→ List of tasks:
**1.** Summarize the passage about Neuralstem in two sentences.
**2.** Answer these questions using the passage about Neuralstem:
(a) Stockpickr highlighted Neuralstem as one of how many possible "big breakout" stocks?
(b) In what month and year did the NSI-566 Phase I trial begin?
(c) How many patients were enrolled in that trial?
**3.** Write a continuation of the passage about Neuralstem, starting after its final sentence.

→ Document passage:
::::

Neuralstem is (1) developing treatments for central nervous system ("CNS") conditions based on transplanting small molecule drugs and human neural stem cells. It also (2) owns a series of molecule compounds that can efficiently cross the blood/brain barrier. The "brain market" remains a largely untapped field given the limited scientific understanding, and, should Neuralstem be successful in getting any of its solutions to treat CNS diseases, the upside is huge. Stockpickr recently highlighted the company as 1 of 5 possible "big breakout" stocks based on technical indicators.
Neuralstem recently completed Phase I of its NSI-566 spinal cord neural stem cells for treating ALS - also known as "Lou Gehrig's disease." This trial began in January 2010 and enrolled 18 patients to test merely the safety of the candidate. It was groundbreaking for being the first FDA-approved trial to test neural stem cells in patients with ALS. The procedure was found to be "extremely safe" and, in some patients, it currently appears that ALS is no longer progressing. Neuralstem has been awarded orphan status by the FDA, which enables the company to better gain marketing approval as a result of targeting a rare medical condition.

::::

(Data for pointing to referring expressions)

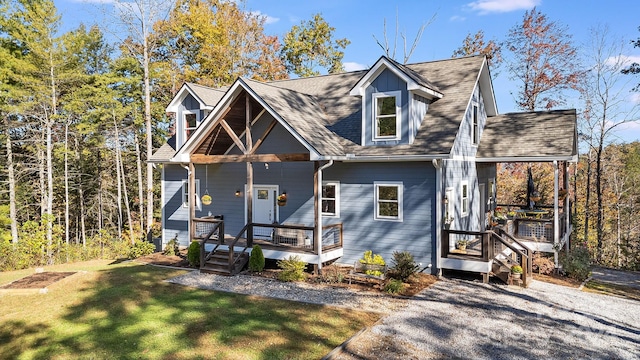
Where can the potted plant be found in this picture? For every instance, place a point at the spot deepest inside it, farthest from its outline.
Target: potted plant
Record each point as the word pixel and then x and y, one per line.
pixel 516 271
pixel 462 244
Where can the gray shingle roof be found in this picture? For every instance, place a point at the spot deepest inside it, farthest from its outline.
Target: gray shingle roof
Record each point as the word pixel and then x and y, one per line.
pixel 321 110
pixel 531 134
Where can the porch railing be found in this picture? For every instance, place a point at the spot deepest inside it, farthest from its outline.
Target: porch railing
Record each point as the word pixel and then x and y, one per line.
pixel 488 245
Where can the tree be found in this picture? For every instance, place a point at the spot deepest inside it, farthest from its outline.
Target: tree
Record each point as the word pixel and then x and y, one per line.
pixel 138 17
pixel 606 109
pixel 476 45
pixel 634 68
pixel 390 50
pixel 213 42
pixel 311 45
pixel 544 60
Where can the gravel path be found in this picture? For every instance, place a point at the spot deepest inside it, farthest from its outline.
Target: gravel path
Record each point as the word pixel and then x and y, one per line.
pixel 465 319
pixel 302 292
pixel 626 278
pixel 459 318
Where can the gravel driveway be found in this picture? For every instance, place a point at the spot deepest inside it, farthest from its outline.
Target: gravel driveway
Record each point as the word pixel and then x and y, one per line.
pixel 465 319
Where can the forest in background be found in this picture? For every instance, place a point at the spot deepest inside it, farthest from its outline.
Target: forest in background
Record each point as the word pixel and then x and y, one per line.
pixel 83 110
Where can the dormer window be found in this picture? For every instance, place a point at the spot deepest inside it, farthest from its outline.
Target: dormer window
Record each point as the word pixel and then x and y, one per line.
pixel 190 123
pixel 387 115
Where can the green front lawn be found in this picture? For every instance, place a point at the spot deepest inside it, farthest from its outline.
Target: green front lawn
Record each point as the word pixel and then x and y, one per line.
pixel 127 311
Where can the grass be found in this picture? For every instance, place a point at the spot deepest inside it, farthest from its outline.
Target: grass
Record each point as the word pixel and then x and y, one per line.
pixel 612 289
pixel 127 311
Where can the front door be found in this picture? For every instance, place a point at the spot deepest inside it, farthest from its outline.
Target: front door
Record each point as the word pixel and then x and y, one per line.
pixel 265 208
pixel 483 207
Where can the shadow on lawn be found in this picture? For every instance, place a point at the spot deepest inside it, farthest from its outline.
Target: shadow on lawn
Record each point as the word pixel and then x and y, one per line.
pixel 129 312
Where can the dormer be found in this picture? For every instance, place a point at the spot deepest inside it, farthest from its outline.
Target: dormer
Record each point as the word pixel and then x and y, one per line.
pixel 394 102
pixel 189 110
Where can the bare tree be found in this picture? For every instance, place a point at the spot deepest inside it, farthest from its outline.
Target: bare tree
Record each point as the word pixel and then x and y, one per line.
pixel 605 92
pixel 544 60
pixel 390 50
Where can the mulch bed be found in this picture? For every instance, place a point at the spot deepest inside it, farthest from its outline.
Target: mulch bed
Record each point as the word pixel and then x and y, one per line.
pixel 37 281
pixel 331 275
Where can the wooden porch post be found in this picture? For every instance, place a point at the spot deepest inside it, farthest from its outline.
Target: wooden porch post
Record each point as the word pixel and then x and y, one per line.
pixel 248 148
pixel 556 219
pixel 192 201
pixel 567 211
pixel 317 213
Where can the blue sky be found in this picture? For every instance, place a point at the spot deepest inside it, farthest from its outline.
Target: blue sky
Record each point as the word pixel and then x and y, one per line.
pixel 359 21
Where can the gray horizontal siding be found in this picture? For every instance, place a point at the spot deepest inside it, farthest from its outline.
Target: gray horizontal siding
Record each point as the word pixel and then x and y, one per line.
pixel 362 232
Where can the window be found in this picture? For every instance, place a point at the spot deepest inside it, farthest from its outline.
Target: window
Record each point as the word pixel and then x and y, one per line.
pixel 464 197
pixel 388 201
pixel 185 194
pixel 492 191
pixel 475 134
pixel 190 123
pixel 330 198
pixel 386 114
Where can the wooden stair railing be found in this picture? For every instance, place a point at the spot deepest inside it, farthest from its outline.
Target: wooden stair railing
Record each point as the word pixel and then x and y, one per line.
pixel 523 254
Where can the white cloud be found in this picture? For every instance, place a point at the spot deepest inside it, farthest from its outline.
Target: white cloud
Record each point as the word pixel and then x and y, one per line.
pixel 500 6
pixel 268 19
pixel 353 66
pixel 623 60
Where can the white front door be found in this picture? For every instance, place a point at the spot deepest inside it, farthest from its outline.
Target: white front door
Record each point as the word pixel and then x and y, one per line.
pixel 483 207
pixel 265 208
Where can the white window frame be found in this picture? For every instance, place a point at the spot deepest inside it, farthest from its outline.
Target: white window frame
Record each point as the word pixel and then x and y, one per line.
pixel 185 194
pixel 376 186
pixel 492 192
pixel 184 121
pixel 336 199
pixel 374 114
pixel 475 124
pixel 464 199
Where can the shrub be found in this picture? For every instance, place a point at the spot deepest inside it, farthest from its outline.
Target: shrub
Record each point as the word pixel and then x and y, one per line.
pixel 403 266
pixel 370 259
pixel 292 269
pixel 394 286
pixel 542 264
pixel 141 248
pixel 193 254
pixel 577 263
pixel 172 247
pixel 256 260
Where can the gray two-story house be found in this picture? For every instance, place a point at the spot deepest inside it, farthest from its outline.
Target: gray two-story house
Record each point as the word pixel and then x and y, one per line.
pixel 393 158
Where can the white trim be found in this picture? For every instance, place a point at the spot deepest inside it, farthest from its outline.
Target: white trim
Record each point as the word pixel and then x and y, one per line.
pixel 185 182
pixel 384 63
pixel 463 184
pixel 475 124
pixel 569 158
pixel 336 214
pixel 376 201
pixel 397 94
pixel 276 216
pixel 183 154
pixel 163 209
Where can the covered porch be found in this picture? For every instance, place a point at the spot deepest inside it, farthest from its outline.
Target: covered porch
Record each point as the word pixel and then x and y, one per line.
pixel 246 133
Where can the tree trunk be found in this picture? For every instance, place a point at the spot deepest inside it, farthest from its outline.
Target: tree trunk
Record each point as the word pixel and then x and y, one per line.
pixel 140 182
pixel 147 116
pixel 12 185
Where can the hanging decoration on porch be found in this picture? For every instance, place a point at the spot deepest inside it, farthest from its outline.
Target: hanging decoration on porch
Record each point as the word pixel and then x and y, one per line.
pixel 282 199
pixel 206 198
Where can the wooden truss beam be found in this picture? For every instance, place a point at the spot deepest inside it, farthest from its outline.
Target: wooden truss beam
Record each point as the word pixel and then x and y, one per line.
pixel 216 159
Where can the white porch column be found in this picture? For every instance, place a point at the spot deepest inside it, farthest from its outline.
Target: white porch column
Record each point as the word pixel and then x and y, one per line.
pixel 567 210
pixel 556 217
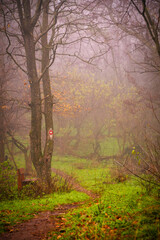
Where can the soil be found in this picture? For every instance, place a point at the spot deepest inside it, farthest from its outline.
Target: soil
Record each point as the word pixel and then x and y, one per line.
pixel 44 222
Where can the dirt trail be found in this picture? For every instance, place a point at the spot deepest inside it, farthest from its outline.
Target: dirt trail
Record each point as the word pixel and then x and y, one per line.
pixel 44 222
pixel 74 183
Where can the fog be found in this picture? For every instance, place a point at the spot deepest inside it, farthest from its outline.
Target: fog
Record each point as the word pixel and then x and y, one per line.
pixel 101 76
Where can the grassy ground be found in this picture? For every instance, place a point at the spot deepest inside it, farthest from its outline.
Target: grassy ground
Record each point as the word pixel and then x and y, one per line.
pixel 16 211
pixel 123 211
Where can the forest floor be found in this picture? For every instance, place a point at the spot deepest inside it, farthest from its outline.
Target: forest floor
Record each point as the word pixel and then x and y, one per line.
pixel 44 222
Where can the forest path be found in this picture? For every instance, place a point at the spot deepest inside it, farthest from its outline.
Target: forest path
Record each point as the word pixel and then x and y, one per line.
pixel 75 185
pixel 44 222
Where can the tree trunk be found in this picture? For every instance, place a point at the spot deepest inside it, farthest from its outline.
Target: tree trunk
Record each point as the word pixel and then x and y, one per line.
pixel 2 105
pixel 36 113
pixel 48 102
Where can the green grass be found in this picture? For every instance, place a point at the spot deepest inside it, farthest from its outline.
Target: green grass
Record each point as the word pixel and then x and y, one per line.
pixel 123 212
pixel 12 212
pixel 90 174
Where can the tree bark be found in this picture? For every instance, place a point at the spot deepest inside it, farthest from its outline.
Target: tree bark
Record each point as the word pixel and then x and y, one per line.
pixel 48 101
pixel 2 105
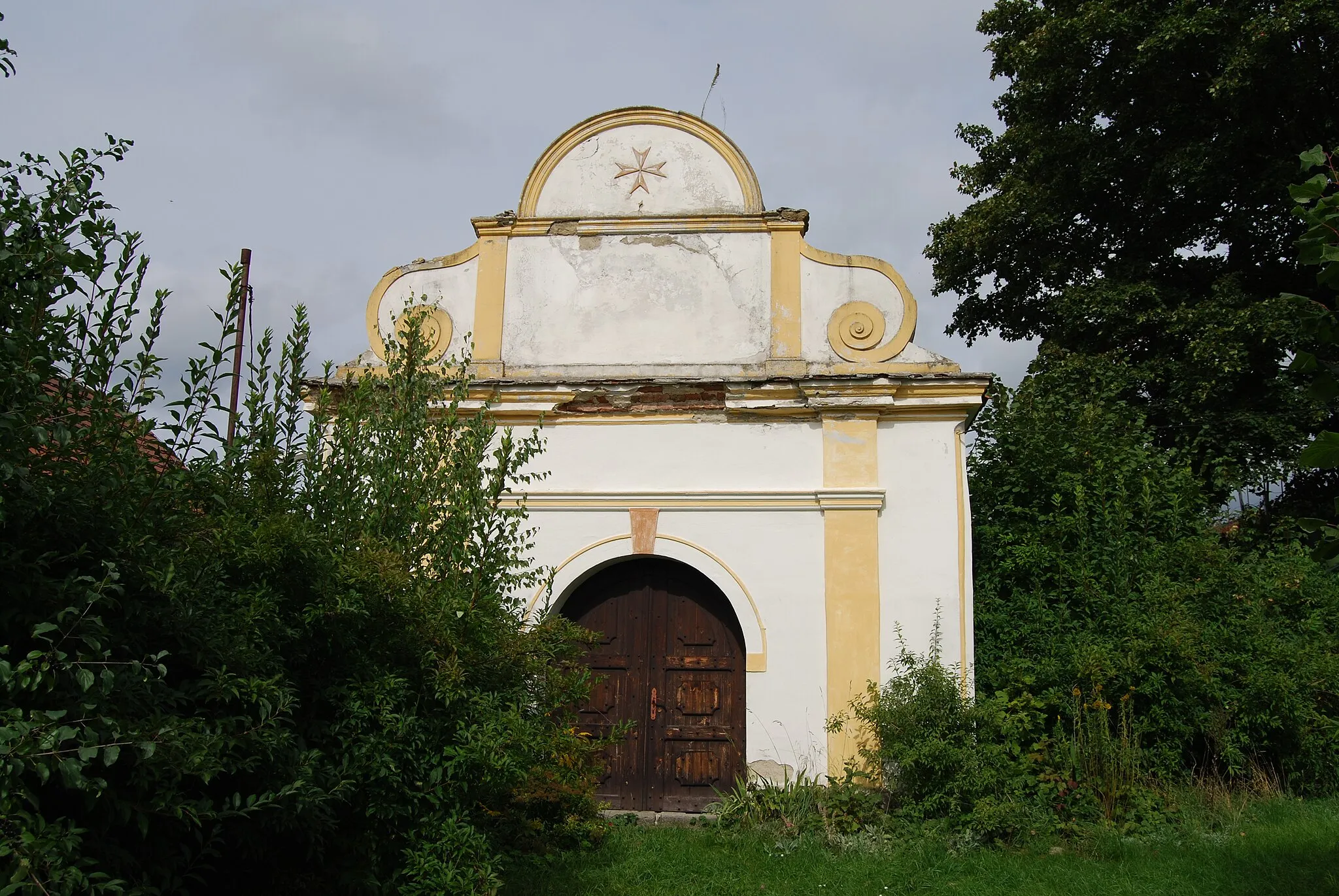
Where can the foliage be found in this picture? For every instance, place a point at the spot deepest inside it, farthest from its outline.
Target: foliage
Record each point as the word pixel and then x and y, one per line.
pixel 1096 565
pixel 1130 209
pixel 1274 847
pixel 1318 207
pixel 291 663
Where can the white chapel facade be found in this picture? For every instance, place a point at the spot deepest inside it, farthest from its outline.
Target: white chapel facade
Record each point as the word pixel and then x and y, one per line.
pixel 756 477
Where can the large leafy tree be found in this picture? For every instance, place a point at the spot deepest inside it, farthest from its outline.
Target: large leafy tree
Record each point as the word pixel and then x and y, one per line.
pixel 1134 208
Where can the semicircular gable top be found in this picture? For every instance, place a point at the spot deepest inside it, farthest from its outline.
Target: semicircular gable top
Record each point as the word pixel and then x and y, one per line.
pixel 662 162
pixel 642 248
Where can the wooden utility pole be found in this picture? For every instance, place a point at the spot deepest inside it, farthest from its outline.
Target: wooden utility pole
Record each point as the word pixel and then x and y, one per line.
pixel 237 352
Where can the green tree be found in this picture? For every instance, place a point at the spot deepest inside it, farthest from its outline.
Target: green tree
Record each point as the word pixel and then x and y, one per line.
pixel 1097 565
pixel 1132 208
pixel 295 663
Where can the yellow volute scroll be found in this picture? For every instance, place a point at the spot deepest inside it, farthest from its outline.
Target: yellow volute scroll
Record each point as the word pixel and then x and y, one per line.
pixel 374 302
pixel 857 329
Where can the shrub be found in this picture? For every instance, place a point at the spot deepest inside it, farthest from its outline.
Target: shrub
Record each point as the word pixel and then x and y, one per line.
pixel 1098 563
pixel 291 663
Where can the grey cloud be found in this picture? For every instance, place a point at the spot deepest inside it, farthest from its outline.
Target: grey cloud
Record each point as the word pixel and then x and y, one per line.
pixel 341 139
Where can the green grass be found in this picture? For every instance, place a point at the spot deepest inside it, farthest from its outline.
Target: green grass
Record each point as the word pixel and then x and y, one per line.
pixel 1289 847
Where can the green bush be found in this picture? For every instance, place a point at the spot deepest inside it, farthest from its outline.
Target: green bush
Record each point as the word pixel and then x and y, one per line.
pixel 294 663
pixel 1098 564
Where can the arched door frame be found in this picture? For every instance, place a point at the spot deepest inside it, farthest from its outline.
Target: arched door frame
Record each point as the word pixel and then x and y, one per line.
pixel 596 556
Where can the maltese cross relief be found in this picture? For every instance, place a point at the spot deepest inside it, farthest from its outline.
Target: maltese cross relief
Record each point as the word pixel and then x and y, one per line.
pixel 640 169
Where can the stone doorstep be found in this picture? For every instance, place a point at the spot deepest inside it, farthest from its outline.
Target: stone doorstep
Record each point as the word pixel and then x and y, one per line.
pixel 671 819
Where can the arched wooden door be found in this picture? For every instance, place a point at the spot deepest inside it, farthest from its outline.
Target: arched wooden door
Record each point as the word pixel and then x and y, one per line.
pixel 670 659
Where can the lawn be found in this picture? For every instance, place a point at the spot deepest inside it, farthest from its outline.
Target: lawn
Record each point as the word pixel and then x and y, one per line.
pixel 1276 847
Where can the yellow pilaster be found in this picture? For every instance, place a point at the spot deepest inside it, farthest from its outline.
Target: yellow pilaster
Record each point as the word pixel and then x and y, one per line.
pixel 784 357
pixel 851 576
pixel 489 293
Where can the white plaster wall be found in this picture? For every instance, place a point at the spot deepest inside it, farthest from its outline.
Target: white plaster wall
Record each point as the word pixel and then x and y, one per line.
pixel 668 299
pixel 696 178
pixel 778 555
pixel 682 457
pixel 917 537
pixel 824 288
pixel 779 559
pixel 448 288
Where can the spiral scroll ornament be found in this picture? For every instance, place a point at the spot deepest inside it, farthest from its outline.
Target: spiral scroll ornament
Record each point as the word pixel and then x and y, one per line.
pixel 434 326
pixel 856 330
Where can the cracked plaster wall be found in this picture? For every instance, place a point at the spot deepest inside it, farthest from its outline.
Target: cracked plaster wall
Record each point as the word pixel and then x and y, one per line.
pixel 663 299
pixel 696 178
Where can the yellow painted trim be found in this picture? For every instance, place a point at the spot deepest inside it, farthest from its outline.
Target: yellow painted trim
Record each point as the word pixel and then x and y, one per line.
pixel 815 500
pixel 753 662
pixel 489 296
pixel 876 354
pixel 785 293
pixel 374 302
pixel 960 474
pixel 583 131
pixel 539 592
pixel 851 579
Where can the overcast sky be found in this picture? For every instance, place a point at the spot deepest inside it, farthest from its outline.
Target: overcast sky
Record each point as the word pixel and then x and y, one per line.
pixel 338 140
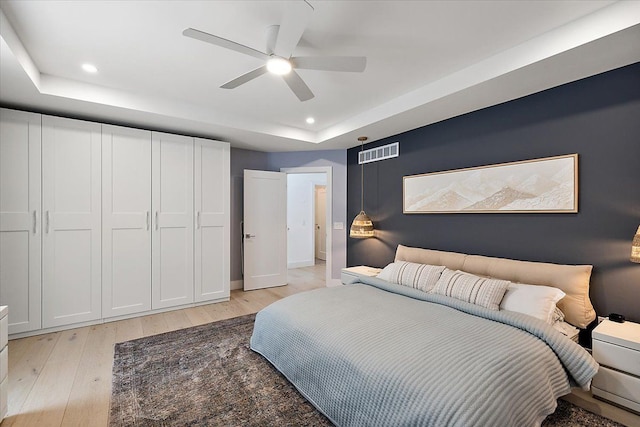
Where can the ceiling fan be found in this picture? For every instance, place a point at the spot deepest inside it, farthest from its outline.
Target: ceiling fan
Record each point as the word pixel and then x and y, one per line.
pixel 281 41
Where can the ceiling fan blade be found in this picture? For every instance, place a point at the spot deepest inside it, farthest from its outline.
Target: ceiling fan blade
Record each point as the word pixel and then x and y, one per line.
pixel 355 64
pixel 228 44
pixel 294 22
pixel 245 78
pixel 272 36
pixel 298 86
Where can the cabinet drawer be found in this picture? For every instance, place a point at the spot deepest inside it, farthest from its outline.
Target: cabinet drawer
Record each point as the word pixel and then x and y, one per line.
pixel 618 357
pixel 4 363
pixel 618 383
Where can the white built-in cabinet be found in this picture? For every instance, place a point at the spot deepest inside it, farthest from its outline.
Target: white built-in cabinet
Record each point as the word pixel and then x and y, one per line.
pixel 126 221
pixel 71 238
pixel 20 218
pixel 101 221
pixel 212 238
pixel 172 201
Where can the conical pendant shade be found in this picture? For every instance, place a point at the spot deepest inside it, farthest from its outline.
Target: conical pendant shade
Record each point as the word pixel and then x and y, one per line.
pixel 361 227
pixel 635 247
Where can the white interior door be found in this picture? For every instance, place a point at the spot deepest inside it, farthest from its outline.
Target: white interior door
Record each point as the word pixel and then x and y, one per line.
pixel 321 222
pixel 71 245
pixel 212 203
pixel 126 221
pixel 172 205
pixel 265 229
pixel 20 219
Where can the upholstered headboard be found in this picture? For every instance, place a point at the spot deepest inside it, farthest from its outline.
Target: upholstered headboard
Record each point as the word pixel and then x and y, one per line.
pixel 573 280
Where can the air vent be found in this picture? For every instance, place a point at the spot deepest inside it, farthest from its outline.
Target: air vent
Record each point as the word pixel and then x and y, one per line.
pixel 379 153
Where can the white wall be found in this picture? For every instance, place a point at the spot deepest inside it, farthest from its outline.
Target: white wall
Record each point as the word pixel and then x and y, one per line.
pixel 300 218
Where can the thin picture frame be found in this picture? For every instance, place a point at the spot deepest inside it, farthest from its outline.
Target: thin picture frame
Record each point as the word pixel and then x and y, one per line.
pixel 544 185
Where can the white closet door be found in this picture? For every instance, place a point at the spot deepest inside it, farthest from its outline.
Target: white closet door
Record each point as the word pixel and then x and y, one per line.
pixel 20 215
pixel 71 221
pixel 126 221
pixel 172 206
pixel 212 220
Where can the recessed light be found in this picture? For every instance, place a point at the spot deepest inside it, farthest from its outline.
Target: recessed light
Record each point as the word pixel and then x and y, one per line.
pixel 278 65
pixel 89 68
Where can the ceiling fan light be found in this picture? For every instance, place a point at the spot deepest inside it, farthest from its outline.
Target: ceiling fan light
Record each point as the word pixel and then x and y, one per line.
pixel 278 65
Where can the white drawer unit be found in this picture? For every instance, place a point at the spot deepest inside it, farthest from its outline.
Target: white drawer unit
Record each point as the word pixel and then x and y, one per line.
pixel 616 347
pixel 4 360
pixel 352 274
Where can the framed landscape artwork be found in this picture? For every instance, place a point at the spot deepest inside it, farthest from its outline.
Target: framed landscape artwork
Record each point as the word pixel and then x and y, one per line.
pixel 541 185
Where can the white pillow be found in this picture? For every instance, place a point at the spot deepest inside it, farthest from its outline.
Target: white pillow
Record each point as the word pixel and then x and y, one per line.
pixel 482 291
pixel 536 301
pixel 414 275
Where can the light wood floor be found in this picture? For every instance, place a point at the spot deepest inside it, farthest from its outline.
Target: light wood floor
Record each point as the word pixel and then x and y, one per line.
pixel 64 378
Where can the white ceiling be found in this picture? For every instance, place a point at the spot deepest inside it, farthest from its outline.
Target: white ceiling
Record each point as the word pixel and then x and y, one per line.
pixel 427 61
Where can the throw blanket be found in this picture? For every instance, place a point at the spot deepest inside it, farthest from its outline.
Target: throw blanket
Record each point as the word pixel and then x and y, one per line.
pixel 380 354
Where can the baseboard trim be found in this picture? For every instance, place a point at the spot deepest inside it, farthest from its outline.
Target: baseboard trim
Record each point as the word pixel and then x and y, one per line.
pixel 237 285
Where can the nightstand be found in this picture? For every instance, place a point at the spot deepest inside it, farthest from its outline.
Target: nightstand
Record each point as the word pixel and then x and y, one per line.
pixel 616 347
pixel 352 274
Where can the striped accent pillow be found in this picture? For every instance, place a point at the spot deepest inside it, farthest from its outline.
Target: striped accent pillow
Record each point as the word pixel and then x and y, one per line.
pixel 471 288
pixel 414 275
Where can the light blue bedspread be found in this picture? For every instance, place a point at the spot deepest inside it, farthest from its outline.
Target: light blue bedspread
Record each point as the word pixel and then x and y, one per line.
pixel 380 354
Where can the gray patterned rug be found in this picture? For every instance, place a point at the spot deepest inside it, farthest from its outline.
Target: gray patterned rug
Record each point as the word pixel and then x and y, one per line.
pixel 208 376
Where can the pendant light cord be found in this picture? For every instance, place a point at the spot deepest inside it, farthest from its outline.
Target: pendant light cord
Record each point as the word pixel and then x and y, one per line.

::::

→ Answers given:
**1.** Neuralstem is developing treatments for central nervous system conditions using small molecule drugs and human neural stem cells, and it owns molecule compounds that can efficiently cross the blood/brain barrier. It recently completed a Phase I trial of its NSI-566 spinal cord neural stem cells for ALS, which found the procedure "extremely safe," and the FDA has awarded the company orphan status.

**2.**
(a) Five
(b) January 2010
(c) 18

**3.**
Neuralstem's underlying fundamentals and promise have caught the media's attention. FOX TV recently featured a story about a man, named Ted Harada, who underwent a human stem cell transplant for ALS as part of an Emory study conducted by Neuralstem. Ted explained how the "fact" that what Neuralstem was offering was so "cutting edge [in] science and medicine" motivated him to enroll. Stem cells were transplanted into Ted's lower spine and, despite the poor prognosis of ALS, conditions got better. He was able to walk through his neighborhood without a cane and, when pains came back, he had more than enough stem cells alive to make a surgery operation viable. Hitherto, ALS was believed to be invariably fatal; but Ted now says he is doing okay, and the hope motivates him.
Fortunately, Neuralstem recently received a patent covering the culturing and transplanting of CNS cells into the spinal cord to treat neurodegenerative diseases, such as ALS. The company is also targeting other major CNS conditions with its cell therapy platform, such as spinal cord injury, ischemic spastic paraplegia, and chronic stroke. An Investigational New Drug application was submitted to the FDA for a Phase I safety trial studying chronic spinal cord injury. And Neuralstem is also doing a Phase 1b study on NSI-189, a neurogenic small molecule compound targeting major depressive disorder ("MDD").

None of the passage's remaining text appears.